[start Data for the task]

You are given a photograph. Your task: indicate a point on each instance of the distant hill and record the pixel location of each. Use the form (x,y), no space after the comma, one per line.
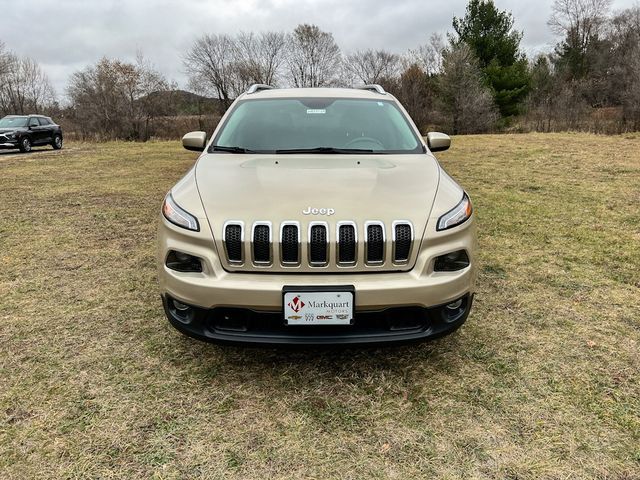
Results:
(182,102)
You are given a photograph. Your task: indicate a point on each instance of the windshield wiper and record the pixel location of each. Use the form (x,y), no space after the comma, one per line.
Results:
(222,148)
(325,150)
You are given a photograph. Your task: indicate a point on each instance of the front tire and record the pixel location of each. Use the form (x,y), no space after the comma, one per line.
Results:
(57,142)
(25,145)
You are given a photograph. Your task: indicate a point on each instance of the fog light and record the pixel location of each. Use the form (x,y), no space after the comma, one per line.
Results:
(452,262)
(455,305)
(183,262)
(181,307)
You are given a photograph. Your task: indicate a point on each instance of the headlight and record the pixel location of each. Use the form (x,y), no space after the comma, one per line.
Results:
(457,215)
(177,215)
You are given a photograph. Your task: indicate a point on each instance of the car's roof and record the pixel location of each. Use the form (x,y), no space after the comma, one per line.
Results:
(317,93)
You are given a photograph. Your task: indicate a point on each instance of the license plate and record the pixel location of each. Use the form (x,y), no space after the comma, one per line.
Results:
(318,307)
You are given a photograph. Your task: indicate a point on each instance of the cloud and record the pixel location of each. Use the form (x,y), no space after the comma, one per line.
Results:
(66,35)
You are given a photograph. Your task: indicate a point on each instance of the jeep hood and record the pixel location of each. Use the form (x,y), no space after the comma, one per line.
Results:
(278,188)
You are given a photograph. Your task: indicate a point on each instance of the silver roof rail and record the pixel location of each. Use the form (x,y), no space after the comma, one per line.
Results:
(374,87)
(256,87)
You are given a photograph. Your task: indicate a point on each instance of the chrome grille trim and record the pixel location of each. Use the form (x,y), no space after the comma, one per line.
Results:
(394,226)
(240,224)
(297,225)
(326,231)
(338,243)
(275,246)
(262,263)
(367,243)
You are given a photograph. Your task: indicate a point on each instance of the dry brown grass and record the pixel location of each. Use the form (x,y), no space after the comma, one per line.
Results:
(542,382)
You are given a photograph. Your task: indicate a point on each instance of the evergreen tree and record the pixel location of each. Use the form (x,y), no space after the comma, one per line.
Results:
(490,35)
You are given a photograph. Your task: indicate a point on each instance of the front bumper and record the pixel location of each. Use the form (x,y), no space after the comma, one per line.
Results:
(390,306)
(392,325)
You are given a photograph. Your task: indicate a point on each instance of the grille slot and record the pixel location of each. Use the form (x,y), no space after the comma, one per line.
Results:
(233,242)
(402,239)
(318,246)
(347,244)
(375,243)
(290,244)
(261,243)
(250,246)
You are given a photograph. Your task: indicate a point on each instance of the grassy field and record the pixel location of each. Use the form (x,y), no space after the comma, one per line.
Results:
(542,381)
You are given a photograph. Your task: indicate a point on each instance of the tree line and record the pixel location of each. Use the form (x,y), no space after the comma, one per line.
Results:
(475,79)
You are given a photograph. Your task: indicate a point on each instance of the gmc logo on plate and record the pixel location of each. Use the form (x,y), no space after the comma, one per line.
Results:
(318,211)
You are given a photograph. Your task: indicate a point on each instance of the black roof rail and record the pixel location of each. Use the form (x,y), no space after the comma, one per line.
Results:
(256,87)
(373,87)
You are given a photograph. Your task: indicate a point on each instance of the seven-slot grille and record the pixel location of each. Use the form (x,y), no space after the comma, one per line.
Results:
(318,248)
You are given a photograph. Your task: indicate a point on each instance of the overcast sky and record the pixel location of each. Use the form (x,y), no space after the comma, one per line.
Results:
(66,35)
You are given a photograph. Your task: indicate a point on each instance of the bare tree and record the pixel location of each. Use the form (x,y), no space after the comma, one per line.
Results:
(427,56)
(115,99)
(467,102)
(580,23)
(260,56)
(624,65)
(211,62)
(373,66)
(24,87)
(314,57)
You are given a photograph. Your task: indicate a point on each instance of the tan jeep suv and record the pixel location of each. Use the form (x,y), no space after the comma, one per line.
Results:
(316,216)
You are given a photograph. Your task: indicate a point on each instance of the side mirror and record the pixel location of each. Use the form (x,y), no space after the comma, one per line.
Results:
(438,142)
(195,141)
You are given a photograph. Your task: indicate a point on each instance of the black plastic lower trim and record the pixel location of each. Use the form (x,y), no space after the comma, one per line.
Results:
(241,325)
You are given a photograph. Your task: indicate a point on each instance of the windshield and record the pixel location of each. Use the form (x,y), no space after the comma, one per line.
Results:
(316,125)
(9,122)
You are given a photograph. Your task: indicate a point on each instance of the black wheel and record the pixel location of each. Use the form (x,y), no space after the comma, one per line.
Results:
(25,145)
(57,142)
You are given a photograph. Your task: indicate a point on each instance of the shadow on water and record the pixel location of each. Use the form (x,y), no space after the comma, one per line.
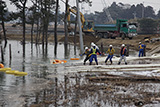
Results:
(77,90)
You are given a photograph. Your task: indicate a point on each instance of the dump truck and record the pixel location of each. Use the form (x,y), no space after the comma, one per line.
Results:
(120,29)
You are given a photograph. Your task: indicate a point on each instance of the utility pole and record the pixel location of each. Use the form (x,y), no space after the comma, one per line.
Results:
(143,10)
(66,30)
(80,29)
(55,28)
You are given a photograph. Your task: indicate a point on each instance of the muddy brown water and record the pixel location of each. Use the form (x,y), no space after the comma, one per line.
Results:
(48,85)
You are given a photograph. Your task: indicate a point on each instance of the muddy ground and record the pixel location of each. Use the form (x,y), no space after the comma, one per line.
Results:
(95,86)
(151,41)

[end Data for the task]

Task goal: Can you write out all of the lines above again with "indicate" changed to "mark" everywhere it appears, keeping everything else the same and leaving the pictures out?

Solution:
You are given a photograph. Your task: mark a point on each instance of the distant hill and record the pixel location of each. Use the form (x,y), no space after the comma, one per line.
Results:
(182,102)
You are given a photograph. Your task: mark a point on each instance of the windshield wiper and record the pixel location of each. Use the form (x,y), no space after the comma, one per line.
Results:
(222,148)
(325,150)
You are given a photograph. Your task: mark a point on each instance of the front tire and record the pixel location of each. Use the form (x,y), no space after the comma, one per line.
Results:
(57,142)
(25,145)
You are given a photograph. Your task: mark a point on each instance of the fog light and record the pixel location of each. Use the form (x,y), no space after the comma, one per line.
Results:
(452,262)
(455,305)
(183,262)
(181,307)
You are given a photograph. Your task: mark a point on each instance of the headlight and record the pixel location of each. Use the form (x,y), no space after the comma, one per line.
Results:
(457,215)
(177,215)
You are given a photograph. Your task: mark a point on each instance of the car's roof and record the pixel location of each. Use the form (x,y), no space after the comma, one per line.
Results:
(317,93)
You are given a photograph. Your task: mark a point on each instance of the license plate and record the pixel location of each. Use the form (x,y), no space after the comma, one per line.
Results:
(318,307)
You are given a photograph. Your task: mark a point on each instance of the cloud and record the pixel location of each. Use the form (x,y), no space after the comma, one per line.
Results:
(66,35)
You are given a photograph. Your task: mark a point on each instance of the jeep hood and record the pixel location of each. Use the form (x,y), no space after the comma, one per line.
Results:
(278,188)
You are given a photograph. Your task: mark a point on each instance of the silver roof rail and record the pixel location of each. Use the form (x,y), no space after the comma, one per line.
Results:
(374,87)
(256,87)
You are given a photograph. Your task: mark a point on each instance of the chrome grille trim and record the pixel location of each. Use the form (x,y), no space after the comma, one per line.
Results:
(394,226)
(240,224)
(297,225)
(326,231)
(338,243)
(275,246)
(262,263)
(367,243)
You are given a photograph. Your task: mark a point on each instance of the dry brown grass and record the pixel location of each. Use the form (x,y), no space after the comma, one per line.
Results:
(542,382)
You are given a photograph. Your task: mark a point on each instance of the evergreen tree and record the pixel location of each. Use the form (x,y), no space after the comma, one per line.
Results:
(490,35)
You are given a photograph. Your task: mark a point on each instance of the front bumper and record the pixel location of each. Use the form (x,y), no space after the comma, one per line.
Results:
(390,306)
(392,325)
You are given a photograph. Your task: mark a point on each instance of the grille slot and record the pixel location of each. Use the form (x,y), no space after the comma, one per line.
Results:
(233,242)
(402,239)
(318,246)
(347,244)
(375,243)
(290,244)
(261,243)
(250,246)
You are given a photograph. Your task: mark a point on each instance of the grassy field and record the pixel location of each. Use the form (x,y), no space after the comma, one per line.
Results:
(542,381)
You are given a photograph. Your task: mark a point on each instance of the tree line and record the pixel location of each. Use the form (x,y), no space after the comma, one per line.
Results:
(475,79)
You are given a photograph. Your task: mark a point on each instance of the gmc logo on plate and record the pixel location of each. Use the form (x,y), no space after the comma, one per line.
Results:
(318,211)
You are given a photograph. Your task: mark a point on each instance of the black roof rail and record the pixel location of each. Use the form (x,y), no space after the comma, one per line.
Results:
(256,87)
(373,87)
You are given a photograph. Your task: mark a point on each instance of the seven-slot grille and record the pixel location of each. Use the form (x,y), no space after the comma, one per line.
Results:
(318,248)
You are given a photograph. Your task: mark a point on each instance of the overcast sky and record the pixel location of each. Use the form (x,y), no space after the comma, one per line.
Results:
(66,35)
You are given a photograph. Your task: mark a point on each instance of the bare tree and record the pixel location of each. Use the form (x,y), no space after the comma, one per line.
Results:
(427,56)
(115,99)
(467,102)
(580,23)
(260,56)
(624,65)
(211,62)
(373,66)
(24,87)
(314,57)
You are given a photograph. Your task: mark a point on each instance of the tan jeep suv and record the pixel location of each. Use the form (x,y), no space after the comma, one per line.
Results:
(316,216)
You are given a photograph. Your task: mark a point on each instance of the side mirror and record the pixel location of each. Use the form (x,y), no space after the comma, one per line.
Results:
(438,142)
(195,141)
You are given a photograph. Your task: mark a point on each instance of the black plastic lower trim and record the pixel location of each. Use the form (x,y), no space after the comma, one per line.
Results:
(241,325)
You are given a photograph. Your task: mark a point on each instance of the windshield and record the pixel location of each. Use the form (x,y), no space after the comma, one per line.
Results:
(316,125)
(9,122)
You are given a photograph. Your task: mark a point on each instance of the black wheel and record the pixel location of each. Use the form (x,y), no space after the comma, one per line.
Results:
(25,145)
(57,142)
You are given a photograph. Your task: mark a point on each instance of the shadow on water and record the pixel location of each. Use the form (x,y), no space after the comma, one per line.
Results:
(77,90)
You are given a photograph. Your task: mark a point on each instance of the dump truck and record the pixel location of each. Use the form (x,y), no space after the comma, one per line.
Results:
(120,29)
You are given a photograph. Your task: mark a point on each instance of the utility pole and record the pixel location of each. Use the form (x,y), no space after the comma, one per line.
Results:
(143,10)
(66,30)
(80,29)
(55,28)
You are given a photograph. Your task: mark a point on each instance of the muddy brown water and record the pixel location of each. Use the form (x,y), no space after the comma, one per line.
Results:
(48,85)
You are given a photograph. Your task: mark a point on each instance of the muddy ground and record the pixel location of each. Use the form (x,y), no space after the comma, one per line.
Results:
(95,86)
(151,41)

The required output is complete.